AIM OF THE EXERCISE => Print the full listing exactly.

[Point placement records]
==*==
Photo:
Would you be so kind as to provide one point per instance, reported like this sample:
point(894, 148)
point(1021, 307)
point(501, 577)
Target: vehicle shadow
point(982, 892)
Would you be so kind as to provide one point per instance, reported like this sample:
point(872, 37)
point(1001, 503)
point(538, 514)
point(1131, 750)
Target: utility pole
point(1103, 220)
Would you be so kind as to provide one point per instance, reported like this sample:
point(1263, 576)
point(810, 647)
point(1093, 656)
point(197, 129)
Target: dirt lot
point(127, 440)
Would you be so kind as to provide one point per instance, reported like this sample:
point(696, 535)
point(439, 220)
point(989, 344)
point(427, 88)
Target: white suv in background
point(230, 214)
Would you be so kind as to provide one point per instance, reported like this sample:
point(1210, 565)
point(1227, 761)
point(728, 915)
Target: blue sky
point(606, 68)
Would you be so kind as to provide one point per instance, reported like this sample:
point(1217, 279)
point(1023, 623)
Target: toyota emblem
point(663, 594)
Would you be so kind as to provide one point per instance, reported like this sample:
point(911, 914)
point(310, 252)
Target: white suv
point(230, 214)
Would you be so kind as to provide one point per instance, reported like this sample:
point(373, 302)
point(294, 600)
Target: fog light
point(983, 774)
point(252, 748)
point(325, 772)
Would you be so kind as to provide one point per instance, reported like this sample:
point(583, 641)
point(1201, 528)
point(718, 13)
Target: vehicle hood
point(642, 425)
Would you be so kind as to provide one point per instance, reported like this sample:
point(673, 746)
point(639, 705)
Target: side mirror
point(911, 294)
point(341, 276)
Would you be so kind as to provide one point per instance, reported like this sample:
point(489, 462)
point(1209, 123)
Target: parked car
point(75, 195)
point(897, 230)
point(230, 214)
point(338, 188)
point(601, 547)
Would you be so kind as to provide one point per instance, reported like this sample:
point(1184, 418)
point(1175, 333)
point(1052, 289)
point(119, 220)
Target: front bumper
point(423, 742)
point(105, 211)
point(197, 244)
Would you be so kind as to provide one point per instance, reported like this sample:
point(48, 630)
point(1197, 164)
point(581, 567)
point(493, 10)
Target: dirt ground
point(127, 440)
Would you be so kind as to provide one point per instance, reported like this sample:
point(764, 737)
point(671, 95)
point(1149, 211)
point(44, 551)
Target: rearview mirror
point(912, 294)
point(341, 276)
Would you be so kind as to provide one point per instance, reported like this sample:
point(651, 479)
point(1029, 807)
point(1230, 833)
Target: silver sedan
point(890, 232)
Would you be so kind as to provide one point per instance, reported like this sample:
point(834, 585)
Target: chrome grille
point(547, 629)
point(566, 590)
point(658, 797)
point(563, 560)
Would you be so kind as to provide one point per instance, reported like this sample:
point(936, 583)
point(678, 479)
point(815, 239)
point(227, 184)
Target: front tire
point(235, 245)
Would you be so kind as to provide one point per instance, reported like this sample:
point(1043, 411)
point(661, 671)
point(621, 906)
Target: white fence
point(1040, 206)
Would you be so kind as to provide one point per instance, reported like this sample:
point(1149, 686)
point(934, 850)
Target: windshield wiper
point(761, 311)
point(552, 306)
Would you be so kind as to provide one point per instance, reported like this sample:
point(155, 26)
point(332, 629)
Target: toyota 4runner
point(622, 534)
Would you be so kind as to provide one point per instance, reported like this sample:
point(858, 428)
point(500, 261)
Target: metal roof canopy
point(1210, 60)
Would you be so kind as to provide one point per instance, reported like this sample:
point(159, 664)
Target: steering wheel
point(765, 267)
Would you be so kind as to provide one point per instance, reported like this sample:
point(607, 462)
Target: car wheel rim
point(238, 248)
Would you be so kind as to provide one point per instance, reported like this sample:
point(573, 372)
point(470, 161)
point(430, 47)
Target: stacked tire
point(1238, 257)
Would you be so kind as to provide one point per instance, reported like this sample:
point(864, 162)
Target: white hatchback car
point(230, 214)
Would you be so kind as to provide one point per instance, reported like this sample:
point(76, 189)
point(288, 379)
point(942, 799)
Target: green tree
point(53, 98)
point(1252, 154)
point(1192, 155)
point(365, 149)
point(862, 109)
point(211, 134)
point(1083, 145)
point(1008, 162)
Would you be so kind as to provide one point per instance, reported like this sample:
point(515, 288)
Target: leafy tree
==*==
OUTPUT OF THE EXERCISE =>
Photo:
Would you be so kind as to provide one point per instance, reported like this sample:
point(894, 148)
point(1021, 307)
point(501, 577)
Target: vehicle shadow
point(982, 892)
Would you be so kind as to provide one point per instance, reported like this sample:
point(872, 37)
point(1001, 503)
point(538, 514)
point(1131, 750)
Target: utility pole
point(1103, 220)
Would you be so kind as to provide one point per instance, reported like this sample:
point(1263, 576)
point(810, 647)
point(1093, 656)
point(197, 129)
Target: dirt lot
point(127, 440)
Would you be so kind as to provide one point per instance, reported like this sample:
point(696, 535)
point(439, 220)
point(989, 344)
point(427, 88)
Target: white suv in background
point(230, 214)
Would you be so kind as to provide one point per instance, reported like this sample:
point(1210, 565)
point(1227, 761)
point(728, 915)
Target: blue sky
point(606, 68)
Would you be so kind as to provide one point per instance, reported like this sample:
point(1217, 279)
point(1023, 623)
Target: toyota emblem
point(663, 594)
Would you be so kind as to provide one point per instance, reported like this sample:
point(911, 914)
point(310, 252)
Target: white suv
point(230, 214)
Would you be so kind as to provide one point per instance, reported like this sample:
point(373, 302)
point(294, 600)
Target: fog light
point(983, 774)
point(252, 748)
point(325, 772)
Would you be so kind as to provide one point per instance, reported like this sample:
point(583, 641)
point(1201, 528)
point(718, 13)
Target: vehicle hood
point(642, 425)
Would you be so kind as to provide one point per instance, reported like this sample:
point(673, 746)
point(639, 705)
Target: side mirror
point(911, 294)
point(341, 276)
Would you be so kind as to provide one point per instance, reported like this sample:
point(489, 462)
point(1209, 123)
Target: parked car
point(75, 195)
point(897, 230)
point(230, 214)
point(338, 188)
point(601, 547)
Would you be so kind as to provide one point per instance, reported like this sample:
point(1184, 418)
point(1175, 333)
point(1052, 289)
point(119, 220)
Target: front bumper
point(423, 742)
point(105, 211)
point(197, 244)
Would you be so kind as to provide one point per instance, reported like this sample:
point(48, 630)
point(1197, 164)
point(581, 567)
point(493, 10)
Target: dirt ground
point(127, 440)
Would you be so kind as to provide one point per instance, reported like this sample:
point(764, 737)
point(671, 95)
point(1149, 211)
point(44, 551)
Target: rearview mirror
point(912, 294)
point(341, 276)
Would you be so kind as to provide one point per instance, reported like this sample:
point(651, 479)
point(1029, 807)
point(1230, 833)
Target: silver sedan
point(890, 232)
Would you be so kind as to provide one point per instance, reported like this sample:
point(834, 585)
Target: chrome grille
point(547, 629)
point(566, 590)
point(658, 797)
point(563, 560)
Would you be so kind as to provide one point per instance, reported like this sample:
point(936, 583)
point(678, 479)
point(815, 239)
point(227, 184)
Target: front tire
point(235, 245)
Would you be so kind as to provide one point per instance, reported like this sample:
point(1043, 411)
point(661, 671)
point(621, 906)
Target: white fence
point(1040, 206)
Would you be so kind as to provide one point per instance, reported like this sample:
point(1149, 686)
point(934, 850)
Target: windshield wiper
point(761, 311)
point(552, 306)
Would you be so kind as to provide one point per instance, reported like this sample:
point(155, 26)
point(332, 629)
Target: toyota 4runner
point(622, 534)
Would you be so kind as to provide one point per instance, reported like this sample:
point(858, 428)
point(500, 261)
Target: metal roof canopy
point(1210, 60)
Would you be so kind as to provide one point per instance, reported like this sample:
point(159, 664)
Target: steering wheel
point(765, 267)
Would you be so kind as to provide one point per instance, reported like this sample:
point(607, 462)
Target: car wheel rim
point(238, 248)
Would you be so kind as to provide one point per instance, reported like this sample:
point(573, 372)
point(470, 161)
point(430, 47)
Target: stacked tire
point(1238, 257)
Would you be so kind as to provide one point per instance, reported like this sample:
point(864, 162)
Target: white hatchback car
point(230, 214)
Would you be so kind as to provide one point per instance, reported like this sample:
point(76, 189)
point(288, 379)
point(942, 799)
Target: green tree
point(53, 98)
point(1252, 154)
point(1192, 155)
point(365, 149)
point(862, 109)
point(211, 134)
point(1083, 145)
point(1008, 162)
Would you be so kind as to provide one point per instance, reported like this sample:
point(515, 288)
Target: leafy tree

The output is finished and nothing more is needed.